(Stored records)
═══

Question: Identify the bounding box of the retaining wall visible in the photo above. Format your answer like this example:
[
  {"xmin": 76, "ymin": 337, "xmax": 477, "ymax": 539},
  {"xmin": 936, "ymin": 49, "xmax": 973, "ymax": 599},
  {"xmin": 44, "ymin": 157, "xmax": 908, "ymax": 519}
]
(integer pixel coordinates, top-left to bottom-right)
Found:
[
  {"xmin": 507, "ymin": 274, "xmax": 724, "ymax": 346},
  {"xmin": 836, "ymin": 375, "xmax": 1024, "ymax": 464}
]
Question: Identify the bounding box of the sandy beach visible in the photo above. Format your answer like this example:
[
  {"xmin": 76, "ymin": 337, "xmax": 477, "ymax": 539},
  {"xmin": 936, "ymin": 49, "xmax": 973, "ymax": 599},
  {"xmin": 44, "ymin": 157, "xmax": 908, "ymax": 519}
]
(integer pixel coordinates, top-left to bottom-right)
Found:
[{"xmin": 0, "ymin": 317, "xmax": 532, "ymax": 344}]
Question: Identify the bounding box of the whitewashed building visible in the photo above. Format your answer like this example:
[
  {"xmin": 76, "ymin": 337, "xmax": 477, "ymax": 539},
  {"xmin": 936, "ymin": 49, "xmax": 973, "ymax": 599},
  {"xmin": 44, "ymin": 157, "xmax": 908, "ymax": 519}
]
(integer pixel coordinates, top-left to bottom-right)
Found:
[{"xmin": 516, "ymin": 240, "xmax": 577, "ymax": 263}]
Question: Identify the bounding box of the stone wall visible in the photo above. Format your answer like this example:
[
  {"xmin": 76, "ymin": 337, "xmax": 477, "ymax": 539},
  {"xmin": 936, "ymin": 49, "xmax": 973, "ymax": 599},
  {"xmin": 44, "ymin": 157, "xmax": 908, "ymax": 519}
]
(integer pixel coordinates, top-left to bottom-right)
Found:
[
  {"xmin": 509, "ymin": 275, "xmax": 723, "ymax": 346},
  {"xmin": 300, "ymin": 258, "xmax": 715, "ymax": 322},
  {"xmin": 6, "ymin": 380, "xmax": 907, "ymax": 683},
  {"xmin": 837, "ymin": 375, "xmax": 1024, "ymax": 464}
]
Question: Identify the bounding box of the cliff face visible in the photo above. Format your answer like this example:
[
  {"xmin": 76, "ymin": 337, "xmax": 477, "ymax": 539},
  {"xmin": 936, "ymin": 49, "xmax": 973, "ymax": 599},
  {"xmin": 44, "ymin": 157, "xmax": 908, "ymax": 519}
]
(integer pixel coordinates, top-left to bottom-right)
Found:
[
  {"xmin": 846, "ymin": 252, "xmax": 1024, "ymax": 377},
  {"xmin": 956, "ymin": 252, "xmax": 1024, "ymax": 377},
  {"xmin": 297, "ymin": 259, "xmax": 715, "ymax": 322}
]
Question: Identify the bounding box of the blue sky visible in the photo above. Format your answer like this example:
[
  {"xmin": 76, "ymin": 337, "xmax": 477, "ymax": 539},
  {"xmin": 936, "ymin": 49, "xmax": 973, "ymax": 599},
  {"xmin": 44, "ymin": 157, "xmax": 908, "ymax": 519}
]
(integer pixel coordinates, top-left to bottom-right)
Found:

═══

What to work on ▸ Report how many lines of the data above contain the string "visible". Give the number alone.

Finished exercise ▸ 6